[Given instruction]
Please copy every one of the entries below word for word, leaving out the pictures.

[BEGIN Exercise materials]

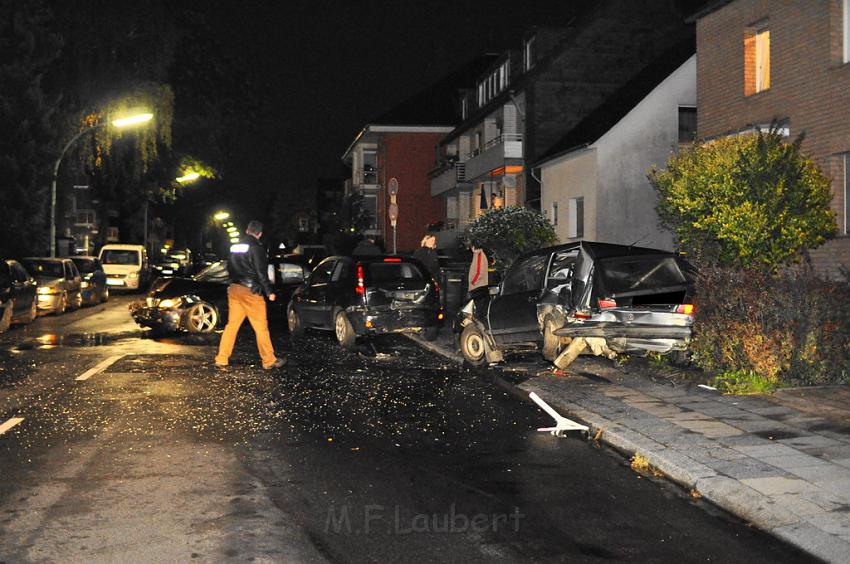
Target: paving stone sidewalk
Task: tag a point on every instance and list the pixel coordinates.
(780, 462)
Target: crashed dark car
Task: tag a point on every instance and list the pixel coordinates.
(199, 304)
(569, 299)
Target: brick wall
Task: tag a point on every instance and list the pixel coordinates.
(408, 157)
(810, 86)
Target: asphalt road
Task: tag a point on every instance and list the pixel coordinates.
(385, 454)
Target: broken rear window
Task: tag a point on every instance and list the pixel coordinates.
(640, 275)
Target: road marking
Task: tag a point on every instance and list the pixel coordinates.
(9, 424)
(100, 367)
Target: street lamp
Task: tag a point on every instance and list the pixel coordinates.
(123, 122)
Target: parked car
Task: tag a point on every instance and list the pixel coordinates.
(126, 266)
(609, 298)
(367, 296)
(59, 284)
(94, 287)
(199, 304)
(18, 298)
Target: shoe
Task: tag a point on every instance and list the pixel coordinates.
(276, 364)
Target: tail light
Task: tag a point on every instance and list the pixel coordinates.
(605, 303)
(361, 285)
(687, 309)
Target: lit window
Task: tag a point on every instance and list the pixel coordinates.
(756, 60)
(575, 228)
(687, 124)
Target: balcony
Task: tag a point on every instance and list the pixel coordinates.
(449, 178)
(495, 153)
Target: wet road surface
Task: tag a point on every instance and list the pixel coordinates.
(391, 454)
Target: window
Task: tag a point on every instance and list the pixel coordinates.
(575, 226)
(526, 276)
(756, 59)
(687, 124)
(528, 54)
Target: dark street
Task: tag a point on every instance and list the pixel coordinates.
(389, 454)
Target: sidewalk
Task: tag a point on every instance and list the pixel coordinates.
(780, 462)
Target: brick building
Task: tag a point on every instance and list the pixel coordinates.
(761, 62)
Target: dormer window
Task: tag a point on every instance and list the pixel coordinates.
(528, 53)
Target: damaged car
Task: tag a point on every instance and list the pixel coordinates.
(582, 297)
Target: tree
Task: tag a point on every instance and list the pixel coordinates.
(745, 201)
(506, 233)
(27, 115)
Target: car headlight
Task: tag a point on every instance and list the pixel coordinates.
(169, 303)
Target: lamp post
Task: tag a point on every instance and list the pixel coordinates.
(132, 120)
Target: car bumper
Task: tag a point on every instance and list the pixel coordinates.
(156, 318)
(376, 321)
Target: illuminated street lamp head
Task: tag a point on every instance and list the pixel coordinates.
(188, 177)
(132, 120)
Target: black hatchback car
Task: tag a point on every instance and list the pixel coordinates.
(359, 296)
(608, 298)
(199, 304)
(18, 299)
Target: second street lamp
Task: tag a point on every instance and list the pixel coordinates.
(123, 122)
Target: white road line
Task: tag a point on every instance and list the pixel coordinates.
(100, 367)
(9, 424)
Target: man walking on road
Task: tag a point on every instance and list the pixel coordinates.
(249, 282)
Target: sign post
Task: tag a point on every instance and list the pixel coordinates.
(392, 190)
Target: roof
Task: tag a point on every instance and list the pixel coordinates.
(618, 105)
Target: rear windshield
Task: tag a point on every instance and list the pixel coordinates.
(633, 276)
(116, 256)
(45, 268)
(378, 272)
(84, 266)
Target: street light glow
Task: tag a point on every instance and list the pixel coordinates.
(188, 177)
(131, 120)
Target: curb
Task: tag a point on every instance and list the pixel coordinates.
(726, 493)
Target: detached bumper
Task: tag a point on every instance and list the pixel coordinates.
(156, 318)
(376, 321)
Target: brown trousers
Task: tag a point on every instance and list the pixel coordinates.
(242, 303)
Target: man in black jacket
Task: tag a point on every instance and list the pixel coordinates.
(249, 282)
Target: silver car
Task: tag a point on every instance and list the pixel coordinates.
(59, 284)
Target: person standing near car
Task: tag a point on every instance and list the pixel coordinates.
(427, 255)
(249, 282)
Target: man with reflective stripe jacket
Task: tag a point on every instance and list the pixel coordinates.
(249, 282)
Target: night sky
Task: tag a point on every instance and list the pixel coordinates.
(325, 68)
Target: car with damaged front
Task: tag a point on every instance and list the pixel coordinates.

[END Exercise materials]

[Solution for this task]
Target: paving stone sidewalk
Task: tag a point on every instance and list the pixel coordinates.
(780, 462)
Target: crashed dark car
Task: tag a point on every instance and list the pixel coordinates.
(199, 304)
(569, 299)
Target: brick wall
Task: tag a point on every instance and list the pixel coordinates.
(408, 157)
(810, 86)
Target: asphalt road
Task: tag a point on every instance and list the pixel coordinates.
(385, 454)
Target: broken rear window
Task: tag a point on every instance and list the pixel coordinates.
(640, 275)
Target: road marking
Task: tag a point on every instance and list the pixel coordinates.
(9, 424)
(100, 367)
Target: street lamp
Task: tag a point on every instance and list the pixel coordinates.
(123, 122)
Target: parked car
Task: tag a point on every instance and list the pixel coordinates.
(126, 266)
(609, 298)
(367, 296)
(59, 284)
(94, 287)
(199, 304)
(18, 298)
Target: shoe
Task: tag a point on every instance and list the pixel coordinates.
(276, 364)
Target: tail light
Task: tag a point on every instance and list the pixel coordinates.
(605, 303)
(361, 285)
(687, 309)
Target: lit window
Task: tag a point on every instance and list the pixel coordinates.
(756, 60)
(575, 228)
(687, 124)
Target: balcony
Task: tag a point on every instance and list the pixel coordinates.
(449, 178)
(495, 153)
Target: wet road surface
Task: tag a point on every instance and list the pixel coordinates.
(391, 454)
Target: window
Task: tag a point on every instance and list the pixel coordinates.
(575, 226)
(526, 276)
(756, 59)
(687, 124)
(528, 54)
Target: dark street
Task: tag a point on every instance and list the pixel coordinates.
(389, 454)
Target: sidewalk
Task: tag a point on every instance and list the pixel coordinates.
(780, 462)
Target: brick building
Task: tag a point on every instance and list the pixel coordinates.
(761, 62)
Target: dormer window
Task: tag a point on every instance and list the pixel coordinates.
(528, 53)
Target: damaged car
Task: tag a point on every instance and list the pixel coordinates.
(582, 297)
Target: tree
Task: tag a point on every instance and list the pixel coordinates.
(745, 201)
(506, 233)
(27, 115)
Target: car headlight
Task: tag a point on every instance and list the pixel coordinates.
(169, 303)
Target: lamp post
Task: tag a point on every instance and list the pixel coordinates.
(132, 120)
Target: car bumper
Task: tag a point on every instance and list the pixel coordinates.
(156, 318)
(376, 321)
Target: illuminated street lamp head
Task: tag a point on every instance and list the pixel coordinates.
(188, 177)
(132, 120)
Target: black hatchback car
Task: tag a point on every instance and list the pixel coordinates.
(359, 296)
(608, 298)
(199, 304)
(18, 299)
Target: second street lamp
Task: tag a point on every instance and list the pixel coordinates.
(123, 122)
Target: white road line
Task: tag a point on every instance and list the pixel coordinates.
(100, 367)
(9, 424)
Target: man walking on road
Task: tag a point on every instance and list the pixel coordinates.
(249, 282)
Target: sign post
Task: tag a point on every instance and list the pixel coordinates.
(392, 190)
Target: roof
Task: tag a point on every instance and list the pixel coordinates.
(618, 105)
Target: rear windshield
Task: tag a point on every instance and list the pixel coordinates.
(633, 276)
(116, 256)
(45, 268)
(378, 272)
(84, 266)
Target: street light glow
Task: tag a point on every instance and list the pixel coordinates.
(188, 177)
(131, 120)
Target: curb
Task: tag a point on every instance and list the pixel coordinates.
(726, 493)
Target: detached bumper
Task: tag a point on every instance and list the pixel coordinates.
(156, 318)
(376, 321)
Target: brown trousers
Task: tag a point on every instance and list the pixel coordinates.
(242, 303)
Target: man in black jacket
Task: tag a point on every instance and list the pixel coordinates.
(249, 282)
Target: silver car
Task: tag a point on every instance and list the pixel coordinates.
(59, 284)
Target: person standing near car
Task: tag a point on every instance and list the pixel coordinates.
(427, 255)
(249, 282)
Target: man with reflective stripe jacket
Task: tag a point on every instance and list the pixel coordinates.
(249, 282)
Target: night sky
Task: tag a point on every instance and list the pixel coordinates.
(325, 68)
Target: car with damaged front
Task: tag a point on every instance and list the pixel coordinates.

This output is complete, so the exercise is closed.